A word-for-word copy of the whole listing is the required answer.

Records to use START

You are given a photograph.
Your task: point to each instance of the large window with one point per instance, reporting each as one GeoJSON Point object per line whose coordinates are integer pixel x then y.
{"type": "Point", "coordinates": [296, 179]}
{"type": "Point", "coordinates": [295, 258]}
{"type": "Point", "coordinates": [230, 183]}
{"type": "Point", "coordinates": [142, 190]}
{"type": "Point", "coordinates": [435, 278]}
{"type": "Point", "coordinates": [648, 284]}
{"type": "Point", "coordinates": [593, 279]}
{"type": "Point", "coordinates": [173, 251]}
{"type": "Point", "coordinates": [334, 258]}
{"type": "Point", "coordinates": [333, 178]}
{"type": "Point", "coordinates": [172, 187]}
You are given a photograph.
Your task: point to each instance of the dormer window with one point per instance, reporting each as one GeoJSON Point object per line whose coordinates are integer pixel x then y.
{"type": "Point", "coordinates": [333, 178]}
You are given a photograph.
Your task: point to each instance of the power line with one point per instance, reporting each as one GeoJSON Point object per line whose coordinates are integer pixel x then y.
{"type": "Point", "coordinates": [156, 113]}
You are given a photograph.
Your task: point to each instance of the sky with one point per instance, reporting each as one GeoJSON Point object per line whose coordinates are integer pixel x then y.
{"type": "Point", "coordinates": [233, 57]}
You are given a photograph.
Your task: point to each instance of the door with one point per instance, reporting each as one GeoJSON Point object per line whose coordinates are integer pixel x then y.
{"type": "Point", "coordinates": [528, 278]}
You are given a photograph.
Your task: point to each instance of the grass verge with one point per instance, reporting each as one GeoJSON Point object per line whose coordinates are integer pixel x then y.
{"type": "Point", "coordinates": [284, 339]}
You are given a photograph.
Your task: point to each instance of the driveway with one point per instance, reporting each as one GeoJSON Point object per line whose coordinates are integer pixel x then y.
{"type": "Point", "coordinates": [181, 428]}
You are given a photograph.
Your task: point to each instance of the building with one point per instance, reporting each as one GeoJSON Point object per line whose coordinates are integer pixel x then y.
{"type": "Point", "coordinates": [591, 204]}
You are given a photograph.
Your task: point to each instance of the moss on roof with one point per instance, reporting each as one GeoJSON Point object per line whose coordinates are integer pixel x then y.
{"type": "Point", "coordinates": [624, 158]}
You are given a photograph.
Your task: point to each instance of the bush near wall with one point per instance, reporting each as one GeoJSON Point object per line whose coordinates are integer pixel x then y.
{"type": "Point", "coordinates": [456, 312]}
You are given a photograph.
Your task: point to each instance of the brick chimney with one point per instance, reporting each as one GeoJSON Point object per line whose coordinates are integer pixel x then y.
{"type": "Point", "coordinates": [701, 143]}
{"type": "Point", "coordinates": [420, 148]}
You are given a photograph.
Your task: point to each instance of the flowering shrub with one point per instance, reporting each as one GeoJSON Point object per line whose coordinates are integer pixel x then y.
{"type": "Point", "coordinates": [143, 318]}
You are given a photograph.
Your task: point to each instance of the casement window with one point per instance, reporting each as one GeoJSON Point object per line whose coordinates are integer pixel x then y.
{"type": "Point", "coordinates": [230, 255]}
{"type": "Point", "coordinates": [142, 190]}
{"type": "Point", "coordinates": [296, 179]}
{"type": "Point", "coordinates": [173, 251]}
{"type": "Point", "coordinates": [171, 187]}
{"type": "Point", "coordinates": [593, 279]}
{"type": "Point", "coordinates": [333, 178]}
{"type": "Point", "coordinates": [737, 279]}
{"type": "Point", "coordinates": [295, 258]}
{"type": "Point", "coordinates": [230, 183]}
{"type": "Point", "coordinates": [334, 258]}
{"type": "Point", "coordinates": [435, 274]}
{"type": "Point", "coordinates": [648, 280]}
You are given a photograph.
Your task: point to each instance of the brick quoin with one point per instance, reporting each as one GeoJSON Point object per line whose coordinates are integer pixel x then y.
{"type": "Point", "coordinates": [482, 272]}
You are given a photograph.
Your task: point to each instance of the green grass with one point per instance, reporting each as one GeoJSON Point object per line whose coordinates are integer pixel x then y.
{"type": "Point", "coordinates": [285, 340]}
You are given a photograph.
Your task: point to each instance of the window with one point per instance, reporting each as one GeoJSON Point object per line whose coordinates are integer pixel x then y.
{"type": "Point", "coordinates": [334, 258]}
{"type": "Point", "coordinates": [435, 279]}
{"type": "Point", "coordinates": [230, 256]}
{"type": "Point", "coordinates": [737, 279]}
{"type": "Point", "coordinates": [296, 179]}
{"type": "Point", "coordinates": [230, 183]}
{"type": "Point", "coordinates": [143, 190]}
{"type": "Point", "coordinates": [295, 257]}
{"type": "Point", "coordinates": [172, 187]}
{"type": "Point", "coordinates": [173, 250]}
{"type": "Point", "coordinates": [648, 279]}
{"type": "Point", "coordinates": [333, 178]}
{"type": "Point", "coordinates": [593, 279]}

Records to use END

_Exercise answer_
You are given a photograph.
Your task: point to each instance of the large window with one point per instance, reporting each as one GeoJSON Point object per line whose coordinates are integer pixel x then y.
{"type": "Point", "coordinates": [296, 179]}
{"type": "Point", "coordinates": [295, 258]}
{"type": "Point", "coordinates": [230, 183]}
{"type": "Point", "coordinates": [142, 190]}
{"type": "Point", "coordinates": [435, 278]}
{"type": "Point", "coordinates": [648, 284]}
{"type": "Point", "coordinates": [593, 279]}
{"type": "Point", "coordinates": [173, 251]}
{"type": "Point", "coordinates": [334, 258]}
{"type": "Point", "coordinates": [333, 178]}
{"type": "Point", "coordinates": [172, 187]}
You are given a photograph.
Your task: point to each instance of the dormer window with one point per instance, reporting each as one GeoJSON Point object per line whose coordinates are integer pixel x then y.
{"type": "Point", "coordinates": [333, 178]}
You are given a photograph.
Your task: point to each instance of the power line with one point per instance, reporting each as one GeoJSON Point object per line whose coordinates are integer pixel x then y.
{"type": "Point", "coordinates": [156, 113]}
You are given a photograph.
Your task: point to each instance of the sky with one point per instance, reporting each as one GeoJSON Point object per line whose coordinates are integer pixel x then y.
{"type": "Point", "coordinates": [233, 57]}
You are given a photograph.
Your task: point to each instance of the door with one point per instance, reporting each as one GeoJSON Point object per line whose coordinates are integer pixel x then y.
{"type": "Point", "coordinates": [528, 278]}
You are given a photograph.
Your task: point to each instance of the grass verge with one point per instance, reporting each as one GeoJSON Point object per line whose coordinates are integer pixel x then y.
{"type": "Point", "coordinates": [284, 339]}
You are given a photograph.
Your task: point to each instance of the driveway with one point per instance, reporting each as one GeoJSON Point object per line whose coordinates are integer pixel x then y.
{"type": "Point", "coordinates": [181, 428]}
You are given a photograph.
Your task: point to each instance of the building with one point per instance, reporting each as one GeoJSON Point object per line whose coordinates are integer pixel x then y.
{"type": "Point", "coordinates": [591, 204]}
You are given a photograph.
Your task: point to each instance of the moss on roof with one point per instance, reporting each as one GeoJSON Point object per line whose coordinates are integer pixel x then y.
{"type": "Point", "coordinates": [624, 158]}
You are given a photograph.
Your task: point to each instance of the bush near wall with one point per instance, reporting each as one GeoJSON Point object per line whose coordinates are integer pixel x then y.
{"type": "Point", "coordinates": [456, 312]}
You are given a photograph.
Your task: point to each instance of the brick chimney with one point per instance, reporting each as one GeoJSON Point object per line whose coordinates are integer pixel x then y.
{"type": "Point", "coordinates": [701, 143]}
{"type": "Point", "coordinates": [420, 148]}
You are given a photograph.
Your task: point to each instance of the flowering shrub with one point per instance, reporting each as one GeoJSON Point object per line whose coordinates are integer pixel x then y.
{"type": "Point", "coordinates": [143, 318]}
You are given a photograph.
Your task: point to each instance of the casement window with one point per instance, reporting each as one GeoJSON Point object per line whose coordinates are integer pixel x then y.
{"type": "Point", "coordinates": [230, 255]}
{"type": "Point", "coordinates": [142, 190]}
{"type": "Point", "coordinates": [296, 179]}
{"type": "Point", "coordinates": [173, 251]}
{"type": "Point", "coordinates": [171, 187]}
{"type": "Point", "coordinates": [593, 279]}
{"type": "Point", "coordinates": [333, 178]}
{"type": "Point", "coordinates": [737, 279]}
{"type": "Point", "coordinates": [295, 258]}
{"type": "Point", "coordinates": [230, 183]}
{"type": "Point", "coordinates": [334, 258]}
{"type": "Point", "coordinates": [435, 274]}
{"type": "Point", "coordinates": [648, 280]}
You are given a photograph.
Your task: point to each instance of the brick quoin with one point per instance, reporting each as one GeoJSON Point object per line whose coordinates are integer pixel x then y.
{"type": "Point", "coordinates": [482, 272]}
You are given a photograph.
Your task: point to each instance of the green grass with one point per instance, reporting each as one GeoJSON Point object per line whose coordinates are integer pixel x then y.
{"type": "Point", "coordinates": [285, 340]}
You are given a photograph.
Your task: point to each instance of the window with one point per instance, reporting each as one GeoJSON Point object per line whose coordinates are integer pixel x then y.
{"type": "Point", "coordinates": [334, 258]}
{"type": "Point", "coordinates": [435, 279]}
{"type": "Point", "coordinates": [230, 256]}
{"type": "Point", "coordinates": [737, 279]}
{"type": "Point", "coordinates": [296, 179]}
{"type": "Point", "coordinates": [230, 183]}
{"type": "Point", "coordinates": [143, 190]}
{"type": "Point", "coordinates": [295, 257]}
{"type": "Point", "coordinates": [172, 187]}
{"type": "Point", "coordinates": [173, 250]}
{"type": "Point", "coordinates": [648, 279]}
{"type": "Point", "coordinates": [333, 178]}
{"type": "Point", "coordinates": [593, 279]}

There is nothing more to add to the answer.